[Stored items from a collection]
⁂
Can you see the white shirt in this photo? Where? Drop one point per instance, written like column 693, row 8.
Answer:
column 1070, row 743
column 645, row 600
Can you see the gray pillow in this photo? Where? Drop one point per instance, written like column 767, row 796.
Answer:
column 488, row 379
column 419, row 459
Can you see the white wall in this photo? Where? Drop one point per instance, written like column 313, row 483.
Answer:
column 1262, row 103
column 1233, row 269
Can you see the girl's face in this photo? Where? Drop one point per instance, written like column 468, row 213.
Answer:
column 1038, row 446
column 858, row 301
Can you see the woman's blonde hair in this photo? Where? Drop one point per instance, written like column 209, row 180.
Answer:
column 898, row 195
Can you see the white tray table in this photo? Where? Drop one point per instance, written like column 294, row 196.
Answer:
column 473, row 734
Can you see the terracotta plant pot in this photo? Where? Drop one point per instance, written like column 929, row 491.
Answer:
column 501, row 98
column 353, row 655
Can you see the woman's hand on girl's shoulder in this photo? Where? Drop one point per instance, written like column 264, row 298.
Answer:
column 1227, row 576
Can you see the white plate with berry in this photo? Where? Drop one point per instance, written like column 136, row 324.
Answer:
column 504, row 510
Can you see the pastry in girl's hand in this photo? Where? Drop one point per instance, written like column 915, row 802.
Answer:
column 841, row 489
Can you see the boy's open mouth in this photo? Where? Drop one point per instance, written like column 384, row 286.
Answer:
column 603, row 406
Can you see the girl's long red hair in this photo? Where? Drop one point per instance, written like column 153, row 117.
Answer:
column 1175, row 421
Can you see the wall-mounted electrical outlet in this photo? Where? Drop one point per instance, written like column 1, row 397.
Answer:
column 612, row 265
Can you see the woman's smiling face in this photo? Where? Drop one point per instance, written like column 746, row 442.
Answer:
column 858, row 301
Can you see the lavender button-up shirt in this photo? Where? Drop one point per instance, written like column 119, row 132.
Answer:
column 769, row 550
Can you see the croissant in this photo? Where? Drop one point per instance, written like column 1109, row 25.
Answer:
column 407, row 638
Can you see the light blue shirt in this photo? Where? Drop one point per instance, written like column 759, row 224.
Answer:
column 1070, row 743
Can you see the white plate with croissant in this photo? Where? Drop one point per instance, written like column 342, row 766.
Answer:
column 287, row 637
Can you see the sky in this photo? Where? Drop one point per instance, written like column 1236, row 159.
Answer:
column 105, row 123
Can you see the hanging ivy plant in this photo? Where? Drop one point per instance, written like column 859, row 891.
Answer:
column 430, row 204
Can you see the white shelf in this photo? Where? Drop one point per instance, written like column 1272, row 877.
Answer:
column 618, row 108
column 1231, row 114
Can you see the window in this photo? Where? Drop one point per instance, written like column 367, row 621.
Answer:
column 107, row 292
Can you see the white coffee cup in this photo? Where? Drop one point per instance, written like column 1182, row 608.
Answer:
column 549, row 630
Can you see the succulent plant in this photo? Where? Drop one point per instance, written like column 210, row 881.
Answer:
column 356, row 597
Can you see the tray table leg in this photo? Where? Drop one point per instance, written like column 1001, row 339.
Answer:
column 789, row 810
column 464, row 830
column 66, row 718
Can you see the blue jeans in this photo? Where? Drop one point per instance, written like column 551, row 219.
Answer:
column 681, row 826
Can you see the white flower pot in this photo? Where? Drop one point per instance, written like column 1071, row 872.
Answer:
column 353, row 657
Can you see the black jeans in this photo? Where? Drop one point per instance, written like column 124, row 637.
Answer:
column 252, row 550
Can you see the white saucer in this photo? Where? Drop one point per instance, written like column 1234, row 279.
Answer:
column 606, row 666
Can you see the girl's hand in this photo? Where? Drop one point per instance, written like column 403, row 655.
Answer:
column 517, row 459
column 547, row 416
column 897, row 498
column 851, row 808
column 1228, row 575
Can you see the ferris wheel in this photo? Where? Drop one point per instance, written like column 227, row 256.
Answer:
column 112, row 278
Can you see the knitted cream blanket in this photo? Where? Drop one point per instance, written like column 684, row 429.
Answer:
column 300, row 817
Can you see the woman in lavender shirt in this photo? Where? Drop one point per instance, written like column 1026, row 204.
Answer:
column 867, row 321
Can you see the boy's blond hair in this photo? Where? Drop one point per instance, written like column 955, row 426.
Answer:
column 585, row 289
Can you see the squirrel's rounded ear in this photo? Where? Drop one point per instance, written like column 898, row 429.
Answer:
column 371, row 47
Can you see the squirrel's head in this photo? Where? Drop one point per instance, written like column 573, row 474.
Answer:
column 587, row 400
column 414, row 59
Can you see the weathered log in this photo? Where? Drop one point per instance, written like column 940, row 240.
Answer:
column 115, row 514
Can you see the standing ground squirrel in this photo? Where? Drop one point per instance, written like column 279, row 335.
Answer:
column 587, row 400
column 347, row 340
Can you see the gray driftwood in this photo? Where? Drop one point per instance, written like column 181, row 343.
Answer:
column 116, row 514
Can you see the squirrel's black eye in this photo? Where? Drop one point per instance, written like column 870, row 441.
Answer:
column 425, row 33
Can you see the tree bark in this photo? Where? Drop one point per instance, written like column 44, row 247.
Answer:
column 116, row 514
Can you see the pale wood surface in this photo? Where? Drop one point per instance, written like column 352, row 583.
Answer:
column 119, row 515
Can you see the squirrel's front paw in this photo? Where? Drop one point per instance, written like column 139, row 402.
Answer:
⁂
- [About this task] When you answer, output each line of the data exactly as given, from its first line up to and including the one with "Can you see the gray pillow".

- [Task result]
Can you see the white shirt in this photo? Where? Drop one point per instance, written like column 693, row 8.
Answer:
column 1070, row 743
column 645, row 600
Can you see the gray pillow in this photo? Where? Drop one point per instance, written like column 767, row 796.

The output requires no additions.